**TASK REQUIREMENTS**
a) Write out the passage on Australian regulators and finfluencers, starting at "ASIC started ‘cautioning’" and ending at "suddenly so interested?".
b) Add 53 to every bounding-box coordinate in the listing, starting at its beginning and ending at the line containing "[47,304,94,359]". Give every line in that range with the new values and leave the pictures out.

**EXCERPTED PASSAGE**
###

Under the Finfluence: What Do Australian Regulators Think?
Compliance and enforcement priorities for two of Australian regulators, ASIC and ACCC, are now firmly focused on the Digital Economy.
Compliance and enforcement priorities for two of Australian regulators, ASIC and ACCC, are now firmly focused on the Digital Economy. Some might say “it’s about time!”
The regulators will coordinate with each other on many matters including combined financial and non-financial issues, so there is potential to be explaining your actions on two fronts.
What is ASIC doing with Finfluencers?
ASIC started ‘cautioning’ finfluencers in April 2022. Prominent social media influencers attended a briefing about the need for a financial services licence from ASIC in early April 2022. It was invitation only and about 30 turned up, with some commenting vocally on social media that the briefing heralded the end of their business.
So, what is a Finfluencer, and why is ASIC suddenly so interested?
$99 million dollars lost by Australians in 2021 on scams involving crypto assets (ASIC Commissioner Cathie Armour, March 2022) is why ASIC is interested. That’s just crypto and doesn’t account for other significant losses on financial platforms.
From ASIC’s perspective, a Finfluencer is “a social media influencer who discusses financial products and services online”.
If you wanted to have a technical legal argument, we could look at the meanings of ‘social media’, ‘influencer’, ‘discusses’, ‘financial products and service’. Unfortunately, that is a tortured road and only really necessary if you land in a position where you must defend yourself.

###

**EXTRACTED MATERIAL**
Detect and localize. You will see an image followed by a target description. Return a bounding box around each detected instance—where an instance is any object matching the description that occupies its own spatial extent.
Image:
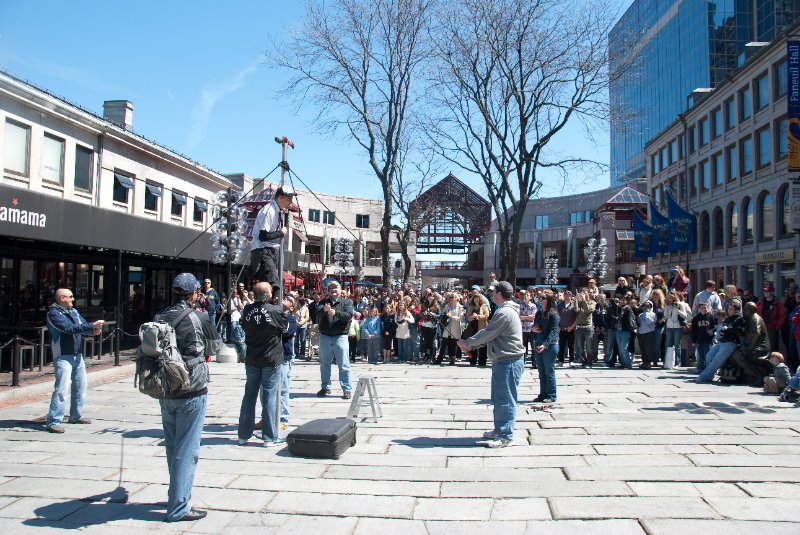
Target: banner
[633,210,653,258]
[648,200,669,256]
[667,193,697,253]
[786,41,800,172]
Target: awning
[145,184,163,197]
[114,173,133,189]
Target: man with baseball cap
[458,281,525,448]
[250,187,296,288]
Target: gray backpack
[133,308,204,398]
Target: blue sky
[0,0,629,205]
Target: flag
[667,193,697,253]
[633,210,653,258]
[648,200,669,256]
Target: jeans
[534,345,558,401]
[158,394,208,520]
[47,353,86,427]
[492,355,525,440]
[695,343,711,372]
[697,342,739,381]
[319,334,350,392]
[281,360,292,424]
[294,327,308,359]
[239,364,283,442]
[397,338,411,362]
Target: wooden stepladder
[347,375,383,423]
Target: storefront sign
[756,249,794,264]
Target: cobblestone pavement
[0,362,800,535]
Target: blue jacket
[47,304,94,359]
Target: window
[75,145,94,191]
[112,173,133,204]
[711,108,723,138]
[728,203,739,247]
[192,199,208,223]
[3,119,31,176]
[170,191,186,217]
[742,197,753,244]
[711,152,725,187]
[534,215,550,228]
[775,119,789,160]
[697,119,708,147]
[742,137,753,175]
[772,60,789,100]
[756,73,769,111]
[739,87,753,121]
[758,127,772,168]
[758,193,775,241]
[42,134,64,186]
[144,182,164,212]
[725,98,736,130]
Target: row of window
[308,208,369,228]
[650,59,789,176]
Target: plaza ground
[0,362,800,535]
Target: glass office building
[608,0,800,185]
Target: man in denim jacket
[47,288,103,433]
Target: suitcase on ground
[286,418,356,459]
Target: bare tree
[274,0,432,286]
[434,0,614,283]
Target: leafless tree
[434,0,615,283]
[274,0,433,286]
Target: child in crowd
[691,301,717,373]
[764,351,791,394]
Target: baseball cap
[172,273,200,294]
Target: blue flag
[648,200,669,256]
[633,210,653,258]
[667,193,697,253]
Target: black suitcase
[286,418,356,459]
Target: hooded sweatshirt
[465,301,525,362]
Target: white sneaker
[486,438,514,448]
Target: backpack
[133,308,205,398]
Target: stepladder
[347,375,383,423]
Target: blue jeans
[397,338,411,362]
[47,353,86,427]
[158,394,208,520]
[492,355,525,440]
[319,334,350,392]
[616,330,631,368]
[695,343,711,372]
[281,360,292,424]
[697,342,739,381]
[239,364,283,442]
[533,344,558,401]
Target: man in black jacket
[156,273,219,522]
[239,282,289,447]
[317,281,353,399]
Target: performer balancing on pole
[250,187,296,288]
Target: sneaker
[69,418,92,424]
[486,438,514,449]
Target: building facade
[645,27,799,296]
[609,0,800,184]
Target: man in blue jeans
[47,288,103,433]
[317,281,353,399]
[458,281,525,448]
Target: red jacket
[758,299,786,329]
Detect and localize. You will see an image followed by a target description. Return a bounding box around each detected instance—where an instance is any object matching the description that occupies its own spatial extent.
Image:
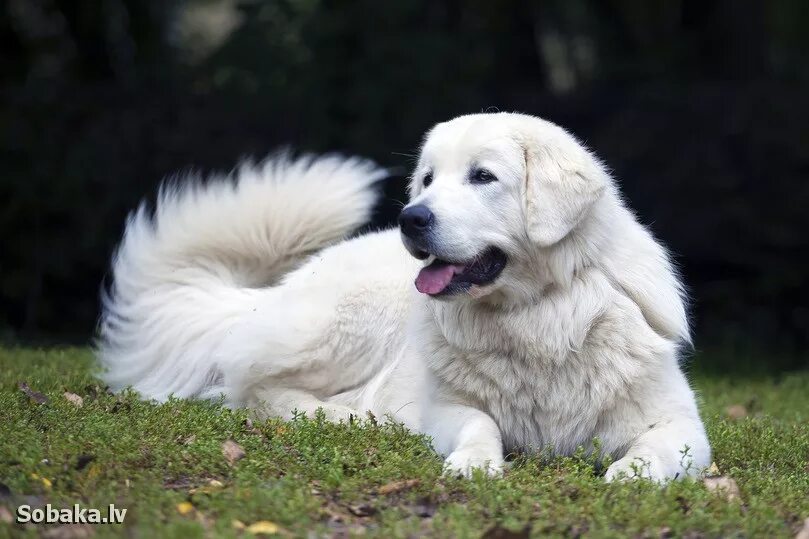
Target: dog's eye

###

**OUTPUTS**
a)
ASIC started ‘cautioning’ finfluencers in April 2022. Prominent social media influencers attended a briefing about the need for a financial services licence from ASIC in early April 2022. It was invitation only and about 30 turned up, with some commenting vocally on social media that the briefing heralded the end of their business.
So, what is a Finfluencer, and why is ASIC suddenly so interested?

b)
Detect and localize. You will see an image followed by a target description. Return a bounding box around each detected instance—where an instance is any object matching the description that occupies its own spatial extent.
Image:
Target: banner
[686,263,706,311]
[701,253,722,309]
[720,246,750,306]
[839,94,853,225]
Target: awning
[198,237,216,250]
[167,226,186,242]
Target: man with baseball cap
[511,334,578,501]
[303,240,349,341]
Target: gray backpack
[186,361,257,451]
Target: blue sky
[53,53,682,258]
Target: flag
[720,246,750,306]
[686,263,706,311]
[701,253,722,309]
Target: jeans
[587,398,611,454]
[211,447,261,573]
[100,406,139,480]
[545,408,578,493]
[748,396,764,425]
[750,395,792,434]
[372,387,403,445]
[334,413,345,477]
[347,380,361,412]
[292,417,336,495]
[450,391,464,415]
Target: wooden stepladder
[400,428,436,476]
Target: storefront sign
[809,302,847,317]
Target: cobblestone pavement
[53,415,853,588]
Target: blue jacket
[100,357,147,412]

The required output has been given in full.